:: EXERCISE DATA

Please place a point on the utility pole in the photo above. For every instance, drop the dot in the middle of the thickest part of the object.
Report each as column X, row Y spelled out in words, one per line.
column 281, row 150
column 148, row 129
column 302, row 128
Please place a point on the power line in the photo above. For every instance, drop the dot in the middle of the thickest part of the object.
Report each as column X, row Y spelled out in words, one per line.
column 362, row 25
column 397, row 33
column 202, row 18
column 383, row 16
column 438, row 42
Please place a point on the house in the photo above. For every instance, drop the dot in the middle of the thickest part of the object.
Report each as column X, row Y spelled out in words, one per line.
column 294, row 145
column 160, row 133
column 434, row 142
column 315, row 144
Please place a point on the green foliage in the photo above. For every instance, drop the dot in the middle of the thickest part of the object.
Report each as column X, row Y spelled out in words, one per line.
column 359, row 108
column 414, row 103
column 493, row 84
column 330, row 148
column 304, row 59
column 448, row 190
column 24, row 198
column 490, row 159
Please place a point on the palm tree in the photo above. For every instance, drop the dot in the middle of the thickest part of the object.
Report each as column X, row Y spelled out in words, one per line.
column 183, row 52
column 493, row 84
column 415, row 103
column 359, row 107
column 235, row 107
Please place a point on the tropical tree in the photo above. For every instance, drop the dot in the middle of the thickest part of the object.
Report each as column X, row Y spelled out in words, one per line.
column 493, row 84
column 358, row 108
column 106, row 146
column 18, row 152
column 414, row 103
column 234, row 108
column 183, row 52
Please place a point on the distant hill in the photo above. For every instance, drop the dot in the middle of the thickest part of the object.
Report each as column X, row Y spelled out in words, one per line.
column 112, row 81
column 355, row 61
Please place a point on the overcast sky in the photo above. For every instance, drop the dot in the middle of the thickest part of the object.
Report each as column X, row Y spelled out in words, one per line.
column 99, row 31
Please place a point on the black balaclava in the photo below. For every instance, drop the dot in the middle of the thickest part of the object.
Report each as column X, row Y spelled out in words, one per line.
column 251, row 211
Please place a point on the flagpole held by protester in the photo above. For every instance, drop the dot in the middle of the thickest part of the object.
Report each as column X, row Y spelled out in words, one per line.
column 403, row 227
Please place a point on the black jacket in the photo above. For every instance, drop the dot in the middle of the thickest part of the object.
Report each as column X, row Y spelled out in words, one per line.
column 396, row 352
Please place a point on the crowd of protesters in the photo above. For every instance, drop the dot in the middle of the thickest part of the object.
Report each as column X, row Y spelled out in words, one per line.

::::

▶ _EXERCISE PROMPT_
Copy each line above holding "black".

▶ _COMPLETED EXERCISE_
Please place a point on the black balaclava in the photo below. For every instance, drop the dot in the middle of the thickest part of the object.
Please place a point on the black jacket in the photo above. For every instance, drop the dot in the middle of the thickest part of the object.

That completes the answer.